# SELECTED PASSAGE
All titles written & arranged by Gavin Friday & Maurice Seezer except ‘Each Man Kills the Thing he Loves’, words by Oscar Wilde and ‘Next’, words and music by Jacques Brel, English lyrics by Shuman/Blau, and ‘Death is not the End’, words and music by Bob Dylan.
All songs published by Blue Mountain Music except for ‘Next’, Carlin Music Corp and ‘Death is not the End’, Warner Chappel Music.

December 1, 1989   Comments Off

Jazz Headfuck, If You Know What I Mean

An interview with Gavin Friday and the Man Seezer
Dave Fanning Rock Show RTE radio, May 2, 1989
What’s an hour and five minutes of music?
[G]The album is.
Really? It goes on for 65 minutes, does it?
[G]Almost, yeah. CD-age… but ultimately, an album. Not a record, an album. Not many people are making albums, Dave, they are making records.
Yeah, that’s quite true, I know. Well, Gavin and er…the man… The Man Seezer, you’re both very welcome to the programme. So tell us, Gavin, what have you been up to… when was the last time you were on the programme? As a Virgin Prune was it, or?
[G]I think it was the Virgin Prunes, I think meself and Dave-id were getting phone calls, because of the f-word and things like that. Are you allowed to say that now?
Ach, there’s no need. [laughter] So when was that, that must have been about four years ago?
[G]About four years, yeah.
Well, the obvious one, what have you been doing for the last four years? Where have you been all my last four years?
[G]Oh, around the world and back again!
Like, is this what it’s all been leading to: the solo album, well it’s not the solo album you are going tell me next, cause the Man Seezer’s on it… but go on, is this what it’s all been leading to, yeah?
[G]I think so, I didn’t know it was going to lead to this. It was like the Prunes sort of fizzled out, and faded out. Not with a bang, sadly, it should have been a bang, cause we came in with a bang. It was around early ‘86, that we fizzled out, and I got totally freaked out, depressed, freaked out and all that shit.
Why? Cause you were out of a job, unemployed?
[G]Naaa… I’d never worried about that, I was unemployed even though I was in the Prunes, you know. The Prunes weren’t about money. No, I was just, say: hey, I’ve been in this since I’m seventeen, there goes eight years of me life and it’s gone, you know. A bit like you, back in your Radio Dublin days, say: `what am I gonna do?’ If you know what I mean… [laughter]
Do you remember back in those days, yeah?

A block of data
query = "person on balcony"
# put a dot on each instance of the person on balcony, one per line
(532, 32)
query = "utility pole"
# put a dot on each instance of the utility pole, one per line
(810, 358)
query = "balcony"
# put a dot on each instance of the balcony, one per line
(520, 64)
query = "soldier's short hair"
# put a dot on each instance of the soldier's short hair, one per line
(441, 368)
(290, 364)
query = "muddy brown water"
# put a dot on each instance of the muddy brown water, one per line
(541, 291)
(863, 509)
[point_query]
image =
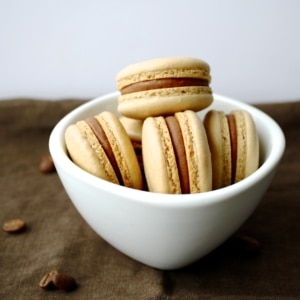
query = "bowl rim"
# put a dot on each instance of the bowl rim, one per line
(61, 160)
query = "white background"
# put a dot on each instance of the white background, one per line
(55, 49)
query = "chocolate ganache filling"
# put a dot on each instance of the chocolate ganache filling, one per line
(163, 83)
(180, 154)
(233, 143)
(104, 142)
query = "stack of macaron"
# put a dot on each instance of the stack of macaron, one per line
(159, 143)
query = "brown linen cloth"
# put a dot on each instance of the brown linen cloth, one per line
(58, 238)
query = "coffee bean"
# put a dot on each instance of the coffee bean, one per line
(47, 282)
(14, 226)
(46, 164)
(64, 282)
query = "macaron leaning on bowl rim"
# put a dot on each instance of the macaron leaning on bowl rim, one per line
(234, 145)
(101, 146)
(164, 86)
(176, 155)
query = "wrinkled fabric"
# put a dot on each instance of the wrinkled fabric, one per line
(58, 238)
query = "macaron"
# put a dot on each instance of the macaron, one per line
(176, 154)
(133, 128)
(234, 146)
(101, 146)
(163, 86)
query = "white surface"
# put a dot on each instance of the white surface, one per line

# WHAT YOU WILL DO
Using the Gavin Friday text, decide whether each statement agrees with it. 1. The album runs a full 65 minutes. 2. The Virgin Prunes fizzled out around early 1986. 3. Blue Mountain Music published every song.

# THE COMPLETED TASK
1. No: "Almost, yeah."
2. Yes: "It was around early ‘86, that we fizzled out"
3. No: "except for ‘Next’, Carlin Music Corp and ‘Death is not the End’, Warner Chappel Music"